◆ Dokumenttext
● ● ● ●
Durch das Schreiben wird der unangenehmen Situation des Gesprächs ausgewichen und ein Platz in der Lyrik eingeräumt. Dies bedeutet für das Motiv „Gefühl“, dass es sicherlich offensichtlicher als im alltäglichen Sprachgebrauch, aber weiterhin auch versteckt in Lyrik auftreten kann. Ein gängiges Mittel wäre hierfür, dass das Motiv entweder an ein anderes gekoppelt bzw. hinter einem anderen versteckt wird.
Gerhard Sauder stellt in seinem Aufsatz „Der zärtliche Klopstock“[10] den Aspekt der Zärtlichkeit in Klopstocks Lyrik in den Vordergrund. Zärtlichkeit ist zu Zeiten Klopstocks dabei, sich als eine Tugend der Freundschaft zu etablieren.[11] Der Begriff und der dahinterstehende Gedanke, dass zu vollkommener Freundschaft auch die Zärtlichkeit gehört, unterliegen einem Wandlungsprozess der sich bis in die 1770iger Jahre zieht. Aus der Zärtlichkeit heraus soll sich eine Empfindsamkeit entfalten, die proklamiert, dass durch Zärtlichkeit in Freundschaft (auch im Alltag) der Mensch erst zum Mensch wird. Es ist Klopstock ein großes Anliegen, dieses Gefühl der vollkommenen Freundschaft zu verbreiten, denn: „Der gebildete Verstand und das gebesserte Herz sind die beiden Grundsäulen der Freundschaft“[12]. Ab 1751/52 steht nicht mehr die Freundschaftsthematik im Vordergrund, sondern die „Liebe“. Das Motiv „Freundschaft“ und „Liebe“ liegt also nah beieinander und ist nicht immer konkret auseinander zu halten. Tränen dienen Klopstock immer dann in seiner Lyrik, wenn die poetische Reflexion eines Sachverhalts und deren ganze Empfindung nicht ausgesprochen werden kann. Klopstock beeinflusst mit der Zärtlichkeit gerade die Anfänge der Empfindsamkeit, verpasst es aber gegen Ende sich der allgemein entwickelten Epochen anzugleichen: „Es ist für Klopstocks Zärtlichkeit charakteristisch, daß Mitleid und Wohltun weniger Gewicht haben als die allgemeine Menschlichkeit und Väterlichkeit, die er am König rühmt“[13]. Das Grundkonzept nach welchem Klopstocks wirkungsästhetisches Konzept aufgebaut ist, hat er selbst erklärt und definiert: „Der Zweck der Darstellung ist Täuschung. Zu dieser muß der Dichter den Zuhörer, sooft er kann, hinreißen, und nicht hinleiten“[14]. Es findet keine deutliche Abgrenzung des Begriffs „Zärtlichkeit“ zu der semantischen Bedeutung für die Liebe statt.
● ● ● ●
Annotationsdaten zu Bildbegrenzungen
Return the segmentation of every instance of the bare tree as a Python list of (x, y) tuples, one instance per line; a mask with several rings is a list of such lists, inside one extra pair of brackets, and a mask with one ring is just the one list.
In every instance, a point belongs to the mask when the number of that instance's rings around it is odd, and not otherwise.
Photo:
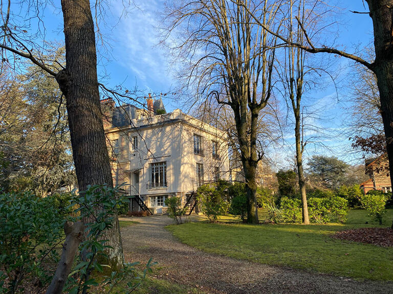
[[(66, 97), (75, 171), (80, 190), (89, 185), (105, 184), (113, 186), (109, 157), (105, 144), (100, 105), (97, 74), (97, 54), (94, 23), (89, 0), (62, 0), (66, 47), (65, 68), (57, 62), (50, 66), (45, 57), (45, 27), (41, 13), (45, 1), (21, 2), (15, 13), (10, 0), (1, 1), (3, 60), (17, 62), (21, 57), (30, 60), (56, 79)], [(101, 6), (101, 2), (96, 5)], [(12, 5), (12, 7), (13, 7)], [(26, 11), (21, 17), (20, 11)], [(33, 13), (32, 15), (31, 14)], [(38, 31), (30, 33), (32, 19)], [(85, 220), (86, 222), (91, 220)], [(106, 244), (112, 247), (108, 255), (115, 267), (124, 260), (117, 218), (107, 233)]]
[[(315, 0), (312, 2), (310, 5), (312, 6), (318, 2), (318, 0)], [(304, 33), (307, 43), (304, 44), (289, 40), (267, 26), (260, 19), (259, 15), (254, 14), (248, 8), (248, 4), (246, 2), (242, 1), (242, 5), (252, 15), (253, 21), (285, 43), (287, 46), (300, 48), (309, 53), (329, 53), (342, 56), (363, 65), (375, 74), (379, 91), (381, 113), (389, 159), (389, 169), (390, 174), (393, 175), (393, 34), (391, 33), (393, 25), (393, 14), (391, 13), (393, 0), (365, 0), (365, 2), (368, 5), (368, 11), (361, 13), (368, 14), (373, 20), (374, 27), (375, 59), (370, 61), (367, 61), (356, 54), (348, 53), (344, 51), (324, 44), (319, 47), (315, 46), (309, 38), (304, 28), (304, 24), (298, 18), (297, 21)], [(359, 13), (358, 12), (354, 12)], [(393, 186), (393, 177), (391, 178), (391, 184)], [(391, 227), (393, 229), (393, 223)]]
[[(304, 0), (294, 1), (289, 3), (290, 15), (288, 18), (288, 39), (292, 41), (302, 44), (304, 41), (304, 33), (298, 23), (293, 23), (295, 20), (294, 14), (303, 21), (308, 18), (306, 15)], [(293, 11), (295, 11), (294, 13)], [(290, 100), (291, 108), (295, 117), (295, 140), (296, 153), (296, 172), (300, 191), (302, 204), (303, 224), (310, 224), (309, 209), (307, 206), (307, 197), (305, 193), (305, 178), (303, 170), (303, 153), (307, 142), (303, 137), (303, 126), (302, 117), (302, 98), (304, 91), (304, 81), (307, 74), (305, 52), (294, 47), (287, 48), (286, 60), (283, 69), (283, 82)]]
[(244, 7), (236, 0), (173, 2), (164, 18), (166, 44), (178, 61), (188, 65), (182, 72), (185, 86), (231, 110), (246, 178), (247, 222), (254, 224), (255, 175), (263, 157), (257, 145), (258, 118), (273, 94), (276, 38), (253, 23), (249, 11), (276, 31), (279, 2), (251, 0)]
● ● ● ●
◆ Aufgaben
1. Gib den Abschnitt des Textes über Klopstock wieder, der bei „Durch das Schreiben“ beginnt und bei „anderen versteckt wird.“ endet, und setze dabei „Dichtung“ an die Stelle von „Lyrik“.
2. Welches Thema tritt laut dem Text über Klopstock ab 1751/52 an die Stelle der Freundschaftsthematik?
3. Schreibe den Text über Klopstock im Anschluss an seinen letzten Satz weiter.

◆ Lösungen
1.
Durch das Schreiben wird der unangenehmen Situation des Gesprächs ausgewichen und ein Platz in der Dichtung eingeräumt. Dies bedeutet für das Motiv „Gefühl“, dass es sicherlich offensichtlicher als im alltäglichen Sprachgebrauch, aber weiterhin auch versteckt in Dichtung auftreten kann. Ein gängiges Mittel wäre hierfür, dass das Motiv entweder an ein anderes gekoppelt bzw. hinter einem anderen versteckt wird.

2. Die „Liebe“.

3.
1.3 These
Es stellt sich nun die Frage was verifiziert bzw. falsifiziert werden soll? Beim Lesen der Sekundärliteratur und der Gedichte ist mir aufgefallen, dass der Übergang zwischen Freundschaft und Liebe sowohl aus heutiger als auch aus damaliger Sicht eng beieinander liegt. Es wird in den Gedichten selten direkt bzw. eindeutig das Thema Liebe oder Freundschaft vordergründig dargestellt. Hinzukommt, dass beim Auftreten der beiden Thematiken, immer das Naturmotiv eine Grundlage bildet. Entweder wird eine Szene in der Natur inszeniert oder eine Thematik mit dieser als Motiv verbunden. Es drängt sich daher die These auf, dass sich durch die Kopplung der beiden nicht eindeutig zu trennenden Motive „Liebe / Freundschaft“ an das Motiv „Natur“ zwei Lesarten bei der Lyrik von G.F. Klopstock möglich scheinen: Eine erotisch geprägte und eine freundschaftlich geprägte.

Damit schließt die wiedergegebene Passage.